- **Your goal**
Reproduce each entry below word for word, leaving the pictures out of your copy.

[Items from a labeling collection]
• • •

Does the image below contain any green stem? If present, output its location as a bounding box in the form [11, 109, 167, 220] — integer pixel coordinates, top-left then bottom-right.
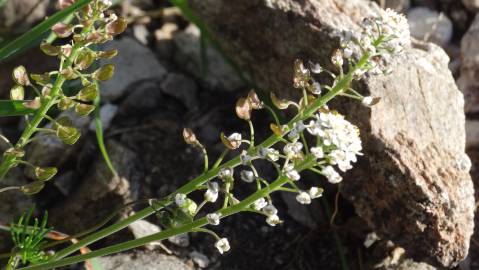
[40, 53, 369, 262]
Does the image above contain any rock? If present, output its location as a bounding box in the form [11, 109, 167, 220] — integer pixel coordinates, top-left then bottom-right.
[462, 0, 479, 12]
[466, 120, 479, 148]
[161, 73, 198, 110]
[98, 252, 193, 270]
[90, 103, 118, 131]
[50, 140, 141, 234]
[101, 37, 166, 102]
[190, 251, 210, 268]
[26, 110, 90, 171]
[189, 0, 475, 267]
[407, 7, 453, 46]
[173, 24, 243, 91]
[457, 15, 479, 113]
[128, 220, 161, 249]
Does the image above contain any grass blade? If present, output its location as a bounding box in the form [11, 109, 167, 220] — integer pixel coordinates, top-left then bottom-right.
[0, 0, 92, 62]
[0, 100, 35, 117]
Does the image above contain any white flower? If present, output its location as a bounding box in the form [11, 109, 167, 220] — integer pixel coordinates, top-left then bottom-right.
[204, 182, 219, 202]
[296, 191, 311, 204]
[206, 213, 220, 226]
[241, 170, 255, 183]
[253, 198, 268, 211]
[310, 147, 324, 159]
[175, 193, 186, 207]
[259, 147, 279, 162]
[283, 141, 303, 158]
[308, 187, 323, 199]
[215, 238, 230, 254]
[218, 167, 233, 181]
[262, 204, 278, 216]
[283, 163, 301, 181]
[323, 166, 343, 184]
[266, 215, 282, 227]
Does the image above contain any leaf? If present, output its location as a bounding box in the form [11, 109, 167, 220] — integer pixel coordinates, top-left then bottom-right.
[0, 0, 92, 62]
[0, 100, 35, 117]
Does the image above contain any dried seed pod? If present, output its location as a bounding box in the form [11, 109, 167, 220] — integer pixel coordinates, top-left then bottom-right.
[105, 17, 127, 36]
[20, 181, 45, 195]
[93, 64, 115, 81]
[77, 83, 99, 102]
[183, 128, 200, 146]
[10, 84, 25, 100]
[35, 167, 58, 181]
[12, 66, 30, 86]
[247, 90, 264, 110]
[236, 98, 252, 121]
[75, 103, 95, 116]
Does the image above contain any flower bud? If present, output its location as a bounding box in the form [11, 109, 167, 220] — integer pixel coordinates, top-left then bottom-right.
[183, 128, 200, 146]
[105, 17, 127, 36]
[93, 64, 115, 81]
[221, 132, 241, 150]
[247, 90, 264, 110]
[77, 83, 98, 102]
[10, 84, 25, 100]
[20, 181, 45, 195]
[40, 41, 60, 56]
[235, 98, 251, 120]
[12, 66, 30, 86]
[35, 167, 58, 181]
[75, 103, 95, 116]
[52, 22, 72, 38]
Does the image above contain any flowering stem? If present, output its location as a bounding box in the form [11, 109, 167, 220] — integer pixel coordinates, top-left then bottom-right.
[37, 53, 370, 264]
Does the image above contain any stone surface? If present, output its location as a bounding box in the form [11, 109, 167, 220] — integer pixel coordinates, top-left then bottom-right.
[457, 15, 479, 113]
[101, 37, 166, 102]
[189, 0, 475, 266]
[407, 7, 452, 46]
[98, 252, 193, 270]
[173, 25, 243, 91]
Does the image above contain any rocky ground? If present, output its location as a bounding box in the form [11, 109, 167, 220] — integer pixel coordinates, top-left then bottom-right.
[0, 0, 479, 270]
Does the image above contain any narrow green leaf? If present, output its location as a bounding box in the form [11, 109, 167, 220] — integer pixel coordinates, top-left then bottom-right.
[0, 0, 92, 61]
[0, 100, 35, 117]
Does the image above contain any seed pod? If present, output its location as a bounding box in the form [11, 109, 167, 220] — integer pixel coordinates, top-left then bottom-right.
[75, 50, 95, 70]
[40, 41, 61, 56]
[52, 22, 73, 38]
[183, 128, 200, 146]
[236, 98, 251, 121]
[10, 84, 25, 100]
[57, 125, 81, 145]
[12, 66, 30, 86]
[23, 97, 42, 110]
[35, 167, 58, 181]
[75, 103, 95, 116]
[105, 17, 127, 36]
[247, 90, 264, 110]
[93, 64, 115, 81]
[20, 181, 45, 195]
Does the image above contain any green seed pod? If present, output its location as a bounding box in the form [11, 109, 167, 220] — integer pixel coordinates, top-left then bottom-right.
[105, 17, 128, 36]
[35, 167, 58, 181]
[75, 50, 95, 70]
[57, 126, 81, 145]
[10, 84, 25, 100]
[58, 97, 76, 111]
[20, 181, 45, 195]
[75, 103, 95, 116]
[77, 83, 98, 101]
[93, 64, 115, 81]
[12, 66, 30, 86]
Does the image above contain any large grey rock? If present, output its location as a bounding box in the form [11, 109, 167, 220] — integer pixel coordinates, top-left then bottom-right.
[101, 37, 166, 102]
[98, 252, 193, 270]
[457, 15, 479, 113]
[189, 0, 475, 267]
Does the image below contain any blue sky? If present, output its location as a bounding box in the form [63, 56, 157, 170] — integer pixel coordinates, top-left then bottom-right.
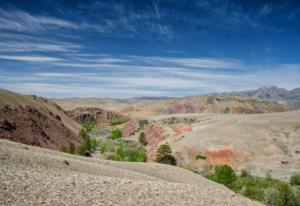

• • •

- **Response to the exercise**
Does the image below contain any green stem? If present, output its location as a bounding box in the form [11, 109, 167, 220] — integer pixel coordinates, top-left then bottom-right.
[40, 53, 369, 262]
Does the image above contain any rock? If present, output its location as a bounding box in the form [11, 109, 167, 220] — integer pixel coordinates, top-left then bottom-right.
[462, 0, 479, 12]
[466, 120, 479, 148]
[161, 73, 198, 110]
[98, 252, 193, 270]
[90, 103, 118, 131]
[50, 140, 141, 234]
[101, 37, 166, 102]
[190, 251, 210, 268]
[26, 110, 90, 171]
[189, 0, 475, 267]
[407, 7, 453, 46]
[173, 24, 243, 91]
[457, 15, 479, 113]
[128, 220, 161, 249]
Does the image above contain any grass blade? If present, output its location as a bounding box in the form [11, 109, 167, 220] — integer pixel coordinates, top-left then bottom-right.
[0, 0, 92, 62]
[0, 100, 35, 117]
Does the image above contain any white flower? If present, output its location as a bounding box in the form [11, 109, 167, 220] — integer pixel coordinates, top-left then bottom-right.
[204, 182, 219, 202]
[296, 191, 311, 204]
[206, 213, 220, 226]
[241, 170, 255, 183]
[253, 198, 268, 211]
[310, 147, 324, 159]
[175, 193, 186, 207]
[259, 147, 279, 162]
[283, 141, 303, 158]
[308, 187, 323, 199]
[215, 238, 230, 254]
[218, 167, 233, 181]
[262, 204, 278, 216]
[283, 163, 301, 181]
[323, 166, 343, 184]
[266, 215, 282, 227]
Does the image above contain any leaf? If present, output its location as a bounding box in the form [11, 109, 167, 220] — integer pixel coordinates, top-left then bottom-right.
[0, 0, 92, 62]
[0, 100, 35, 117]
Does the image above contain any dried seed pod? If present, output its location as a bounding box in the form [11, 109, 167, 220] — integer pixel coordinates, top-left then bottom-right.
[105, 17, 127, 36]
[20, 181, 45, 195]
[93, 64, 115, 81]
[77, 83, 99, 102]
[183, 128, 200, 146]
[10, 84, 25, 100]
[35, 167, 58, 181]
[12, 66, 30, 86]
[247, 90, 264, 110]
[236, 98, 252, 121]
[75, 103, 95, 116]
Does the image above contain any flower bud? If present, output its location as a bounding box in the form [11, 109, 167, 220] — integer pixel coordinates, top-left then bottom-right.
[183, 128, 200, 146]
[105, 17, 127, 36]
[93, 64, 115, 81]
[221, 132, 241, 150]
[247, 90, 264, 110]
[77, 83, 98, 102]
[10, 84, 25, 100]
[20, 181, 45, 195]
[40, 41, 60, 56]
[235, 98, 251, 120]
[12, 66, 30, 86]
[35, 167, 58, 181]
[75, 103, 95, 116]
[52, 22, 72, 38]
Does the image above contain any flowering stem? If present, output its location as a bounding box in the form [11, 109, 167, 220] — integer pixel coordinates, top-left then bottom-right.
[37, 53, 370, 264]
Does the image above contain any stone surface? If present, output its location as a bounding box in the form [11, 109, 167, 220] — integer pixel coordinates, top-left then bottom-right.
[457, 15, 479, 113]
[101, 37, 166, 102]
[189, 0, 475, 266]
[407, 7, 452, 46]
[98, 252, 193, 270]
[173, 25, 243, 91]
Does the image above contain any rocky ground? If present, output its location as a bounding box in the form [11, 109, 167, 220] — integer pixel coordinates, top-left then bottom-right.
[0, 0, 479, 270]
Does the image above contain any narrow green leaf? If present, output its location as a bounding box in the form [11, 109, 167, 220] — integer pixel coordinates, top-left then bottom-right.
[0, 0, 92, 61]
[0, 100, 35, 117]
Does the image above contain any seed pod? If present, output its location as a bounding box in the form [11, 109, 167, 220] — integer pixel coordinates, top-left then bottom-right.
[75, 50, 95, 70]
[40, 41, 61, 56]
[52, 22, 73, 38]
[183, 128, 200, 146]
[236, 98, 251, 121]
[10, 84, 25, 100]
[57, 125, 81, 145]
[12, 66, 30, 86]
[23, 97, 42, 110]
[35, 167, 58, 181]
[75, 103, 95, 116]
[105, 17, 127, 36]
[247, 90, 264, 110]
[93, 64, 115, 81]
[20, 181, 45, 195]
Does the image above contain any green seed pod? If present, output its location as a bounding box in the form [11, 109, 167, 220] — integer pixel coordinates, top-left then bottom-right.
[105, 17, 128, 36]
[35, 167, 58, 181]
[75, 50, 95, 70]
[57, 126, 81, 145]
[10, 84, 25, 100]
[58, 97, 76, 111]
[20, 181, 45, 195]
[75, 103, 95, 116]
[77, 83, 98, 101]
[93, 64, 115, 81]
[12, 66, 30, 86]
Does the image above contain any large grey rock? If present, output its location as a bounding box in the form [11, 109, 167, 220] — integer pixel coordinates, top-left then bottom-right.
[101, 37, 166, 102]
[98, 252, 193, 270]
[457, 15, 479, 113]
[189, 0, 475, 267]
Does the image below contain any blue sky? If present, output its location as a bounding box in the form [63, 56, 157, 170] — integer pixel coordinates, top-left then bottom-right.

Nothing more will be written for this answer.